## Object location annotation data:
==*==
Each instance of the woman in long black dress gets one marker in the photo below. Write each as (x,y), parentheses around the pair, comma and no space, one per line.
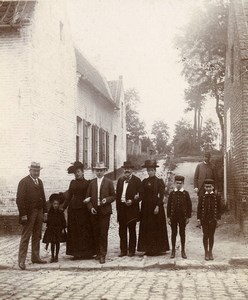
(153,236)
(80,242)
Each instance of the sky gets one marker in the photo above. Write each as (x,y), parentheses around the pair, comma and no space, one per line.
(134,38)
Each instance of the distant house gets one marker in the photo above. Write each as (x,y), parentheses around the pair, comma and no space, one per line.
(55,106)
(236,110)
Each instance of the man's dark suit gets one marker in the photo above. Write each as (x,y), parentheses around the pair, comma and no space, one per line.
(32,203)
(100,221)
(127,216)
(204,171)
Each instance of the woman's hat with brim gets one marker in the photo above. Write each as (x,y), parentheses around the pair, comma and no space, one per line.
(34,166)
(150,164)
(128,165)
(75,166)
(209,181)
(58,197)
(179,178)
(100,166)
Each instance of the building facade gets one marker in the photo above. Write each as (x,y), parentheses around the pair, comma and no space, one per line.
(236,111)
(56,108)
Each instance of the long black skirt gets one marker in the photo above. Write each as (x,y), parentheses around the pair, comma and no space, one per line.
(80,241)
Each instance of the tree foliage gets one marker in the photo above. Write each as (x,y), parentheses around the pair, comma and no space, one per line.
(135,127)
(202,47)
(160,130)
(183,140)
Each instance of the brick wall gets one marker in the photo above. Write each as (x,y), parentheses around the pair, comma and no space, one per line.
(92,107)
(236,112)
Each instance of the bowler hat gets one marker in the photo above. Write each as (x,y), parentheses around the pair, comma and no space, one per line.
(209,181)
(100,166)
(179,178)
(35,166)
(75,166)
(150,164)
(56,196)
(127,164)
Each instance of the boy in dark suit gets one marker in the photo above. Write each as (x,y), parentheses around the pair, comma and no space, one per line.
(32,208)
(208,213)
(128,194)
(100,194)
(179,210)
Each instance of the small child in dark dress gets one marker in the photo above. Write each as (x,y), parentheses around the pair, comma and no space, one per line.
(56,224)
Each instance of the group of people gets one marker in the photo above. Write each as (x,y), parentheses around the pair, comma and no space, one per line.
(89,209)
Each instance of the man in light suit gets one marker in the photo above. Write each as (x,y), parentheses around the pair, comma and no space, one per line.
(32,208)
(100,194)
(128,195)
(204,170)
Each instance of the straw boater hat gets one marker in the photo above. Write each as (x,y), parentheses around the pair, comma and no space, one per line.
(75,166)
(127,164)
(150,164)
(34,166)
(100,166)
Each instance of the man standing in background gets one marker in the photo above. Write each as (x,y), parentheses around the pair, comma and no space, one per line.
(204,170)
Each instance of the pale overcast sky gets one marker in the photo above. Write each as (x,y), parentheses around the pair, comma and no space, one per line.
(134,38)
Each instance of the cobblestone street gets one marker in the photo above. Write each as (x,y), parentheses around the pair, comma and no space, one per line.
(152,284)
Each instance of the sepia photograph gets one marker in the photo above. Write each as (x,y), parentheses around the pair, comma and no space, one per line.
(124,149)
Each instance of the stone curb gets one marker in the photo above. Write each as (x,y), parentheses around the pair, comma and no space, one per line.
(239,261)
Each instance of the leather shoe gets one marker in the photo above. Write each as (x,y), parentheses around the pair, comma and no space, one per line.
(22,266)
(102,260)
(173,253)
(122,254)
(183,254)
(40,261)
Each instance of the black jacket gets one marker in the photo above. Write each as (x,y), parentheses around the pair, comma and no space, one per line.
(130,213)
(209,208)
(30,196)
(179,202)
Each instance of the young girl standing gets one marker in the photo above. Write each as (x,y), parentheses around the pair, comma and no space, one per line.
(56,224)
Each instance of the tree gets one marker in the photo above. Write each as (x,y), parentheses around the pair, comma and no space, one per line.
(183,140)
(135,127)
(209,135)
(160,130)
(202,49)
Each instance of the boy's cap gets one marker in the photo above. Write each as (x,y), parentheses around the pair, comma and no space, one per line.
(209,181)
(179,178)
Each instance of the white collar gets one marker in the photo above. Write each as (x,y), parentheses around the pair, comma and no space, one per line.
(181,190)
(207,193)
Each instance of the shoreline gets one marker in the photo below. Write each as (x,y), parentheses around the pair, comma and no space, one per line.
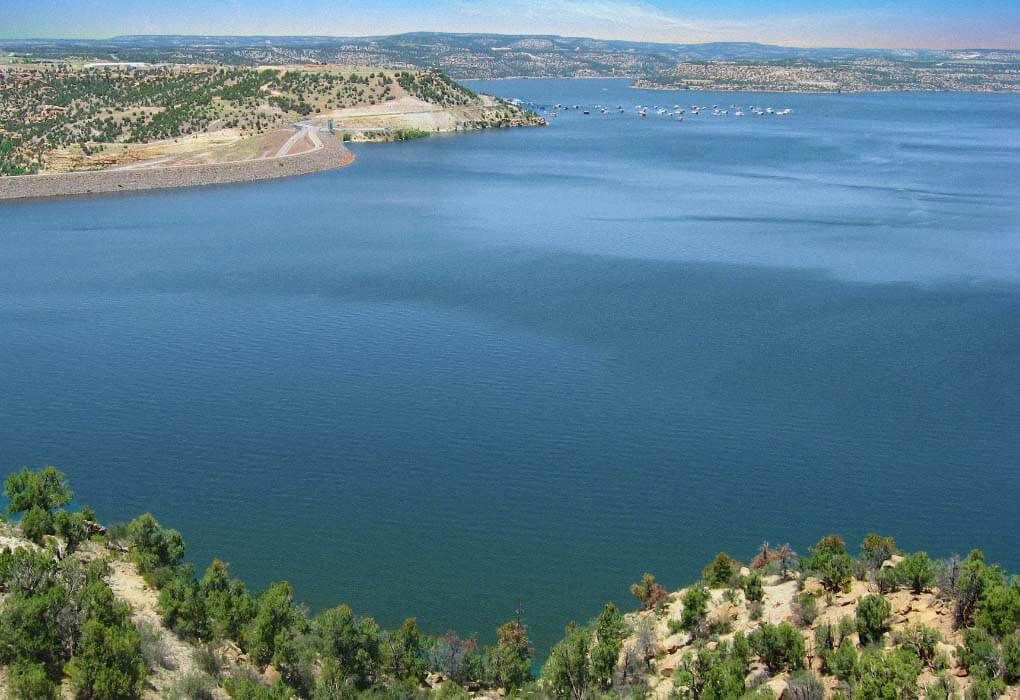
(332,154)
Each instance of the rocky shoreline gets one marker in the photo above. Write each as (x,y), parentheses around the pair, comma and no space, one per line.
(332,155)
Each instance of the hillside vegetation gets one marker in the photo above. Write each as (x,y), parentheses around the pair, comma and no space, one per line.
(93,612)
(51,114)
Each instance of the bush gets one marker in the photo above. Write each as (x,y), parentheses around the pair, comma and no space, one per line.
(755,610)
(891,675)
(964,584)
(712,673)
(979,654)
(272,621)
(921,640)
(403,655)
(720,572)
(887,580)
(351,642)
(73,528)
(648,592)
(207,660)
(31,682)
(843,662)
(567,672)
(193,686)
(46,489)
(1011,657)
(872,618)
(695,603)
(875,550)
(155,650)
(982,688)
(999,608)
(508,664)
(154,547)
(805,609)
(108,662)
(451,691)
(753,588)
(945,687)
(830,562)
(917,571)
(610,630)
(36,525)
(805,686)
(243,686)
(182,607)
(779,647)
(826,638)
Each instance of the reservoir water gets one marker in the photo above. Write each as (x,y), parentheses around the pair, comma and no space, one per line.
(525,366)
==*==
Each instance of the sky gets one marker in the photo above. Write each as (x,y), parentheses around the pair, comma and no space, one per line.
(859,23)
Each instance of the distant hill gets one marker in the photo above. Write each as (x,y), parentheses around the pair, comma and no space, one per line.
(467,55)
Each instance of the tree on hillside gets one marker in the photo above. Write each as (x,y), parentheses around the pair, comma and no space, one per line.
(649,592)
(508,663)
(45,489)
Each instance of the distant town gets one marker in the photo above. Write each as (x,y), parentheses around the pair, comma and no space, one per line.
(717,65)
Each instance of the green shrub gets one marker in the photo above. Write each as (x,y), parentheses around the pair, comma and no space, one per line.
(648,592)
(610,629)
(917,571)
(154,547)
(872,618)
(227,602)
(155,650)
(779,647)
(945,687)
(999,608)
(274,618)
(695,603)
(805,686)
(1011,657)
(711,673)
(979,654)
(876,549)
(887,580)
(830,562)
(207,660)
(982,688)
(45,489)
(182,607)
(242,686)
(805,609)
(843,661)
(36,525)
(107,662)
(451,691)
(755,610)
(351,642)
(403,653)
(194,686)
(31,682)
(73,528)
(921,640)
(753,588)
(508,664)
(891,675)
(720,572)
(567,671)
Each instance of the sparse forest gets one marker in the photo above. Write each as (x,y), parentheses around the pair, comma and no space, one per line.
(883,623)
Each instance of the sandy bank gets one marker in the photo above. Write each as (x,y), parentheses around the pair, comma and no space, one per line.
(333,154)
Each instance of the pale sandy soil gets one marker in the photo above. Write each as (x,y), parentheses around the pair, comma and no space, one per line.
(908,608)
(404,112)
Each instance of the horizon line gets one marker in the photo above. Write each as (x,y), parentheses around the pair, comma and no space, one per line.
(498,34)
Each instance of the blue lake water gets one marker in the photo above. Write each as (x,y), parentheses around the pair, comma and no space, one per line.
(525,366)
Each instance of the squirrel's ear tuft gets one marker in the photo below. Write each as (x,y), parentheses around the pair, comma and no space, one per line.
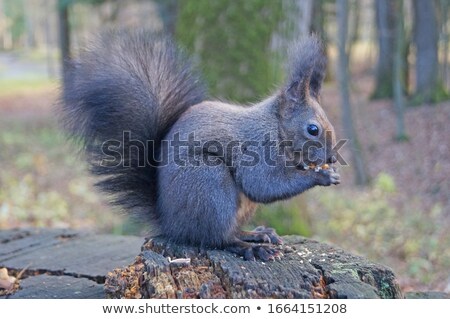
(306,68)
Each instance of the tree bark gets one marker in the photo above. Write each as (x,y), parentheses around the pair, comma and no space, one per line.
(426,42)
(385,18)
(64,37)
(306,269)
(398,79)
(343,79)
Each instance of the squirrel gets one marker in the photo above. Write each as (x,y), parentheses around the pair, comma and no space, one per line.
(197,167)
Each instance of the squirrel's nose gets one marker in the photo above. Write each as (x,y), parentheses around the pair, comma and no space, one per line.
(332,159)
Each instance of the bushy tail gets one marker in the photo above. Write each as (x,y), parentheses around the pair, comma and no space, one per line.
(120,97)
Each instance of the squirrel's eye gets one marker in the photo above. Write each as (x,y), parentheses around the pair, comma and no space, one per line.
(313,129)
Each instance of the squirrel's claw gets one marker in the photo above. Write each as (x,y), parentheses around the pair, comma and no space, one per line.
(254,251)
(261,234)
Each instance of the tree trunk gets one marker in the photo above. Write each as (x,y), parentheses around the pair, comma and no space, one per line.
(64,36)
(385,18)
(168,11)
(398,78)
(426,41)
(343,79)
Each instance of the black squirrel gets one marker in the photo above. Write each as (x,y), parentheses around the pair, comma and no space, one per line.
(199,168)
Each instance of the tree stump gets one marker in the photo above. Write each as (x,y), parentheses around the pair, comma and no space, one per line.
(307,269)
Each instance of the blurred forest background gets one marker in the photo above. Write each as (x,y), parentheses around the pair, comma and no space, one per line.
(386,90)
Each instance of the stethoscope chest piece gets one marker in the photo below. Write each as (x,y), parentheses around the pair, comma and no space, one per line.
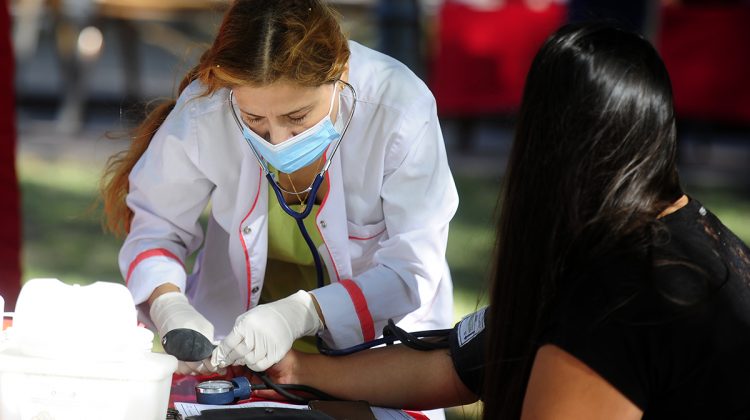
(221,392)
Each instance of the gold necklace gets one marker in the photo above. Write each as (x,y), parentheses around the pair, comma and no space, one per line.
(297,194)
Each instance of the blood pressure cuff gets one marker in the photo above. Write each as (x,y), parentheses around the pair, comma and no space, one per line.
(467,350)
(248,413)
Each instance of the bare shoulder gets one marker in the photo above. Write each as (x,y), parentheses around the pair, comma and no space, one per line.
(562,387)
==*==
## Exercise description:
Pick out every line above that contains the word "standing", matching case, and copy each of those lines.

## Answer to this task:
Each instance of the man standing in background gets one marker in the photo above. Write each as (x,y), parentheses around the pair, comma and no space, one per line.
Each instance of the young girl standing gets one marker in the photo above. Write each as (x,y), parentheses around the pair, comma and no space, one per line.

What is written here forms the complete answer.